Article:

■ ■ ■ ■ ■

We’d said good-bye to Papa five years before we buried him at the cemetery at Clark’s Summit, PA on November 11th last. Alzheimer’s had taken over his smart brain and turned it to mush and all we could get from him were endless sentences with constantly repeated words at their ends, lots of strange stream-of-consciousness babblings. He didn’t know us at all, although when Mongo and I sat with him last fall, toward the end of our visit he turned to Mongo and asked him if he was working. It was a question Papa asked of everyone because work was what he relished the most out of life, what he did, who and what he was and thought, and after family, it was his most important reason for being. In fact in all his life, Papavan never really took any vacations if he could find part-time work to fill up those idle hours, to make a few more dollars to feed and care for his beloved wife Marion and their two sons.

He got to go to college for at least one year. Penn State, but there wasn’t enough money for that, so he left. He went to work, because for him, and for all people back then, work was it, you sought it, you did it and it was a privilege to get it.

■ ■ ■ ■ ■

Extracted material:
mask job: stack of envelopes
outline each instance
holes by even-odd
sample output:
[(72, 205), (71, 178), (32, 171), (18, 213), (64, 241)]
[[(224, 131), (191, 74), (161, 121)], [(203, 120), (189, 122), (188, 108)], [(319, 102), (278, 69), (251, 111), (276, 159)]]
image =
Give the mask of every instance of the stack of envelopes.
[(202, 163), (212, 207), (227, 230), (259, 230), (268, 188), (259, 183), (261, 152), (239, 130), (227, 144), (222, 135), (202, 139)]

■ ■ ■ ■ ■

Your instructions:
Reproduce word for word the part of the memoir about Papa starting with "He got to go" and going on through "privilege to get it.".

Solution below:
He got to go to college for at least one year. Penn State, but there wasn’t enough money for that, so he left. He went to work, because for him, and for all people back then, work was it, you sought it, you did it and it was a privilege to get it.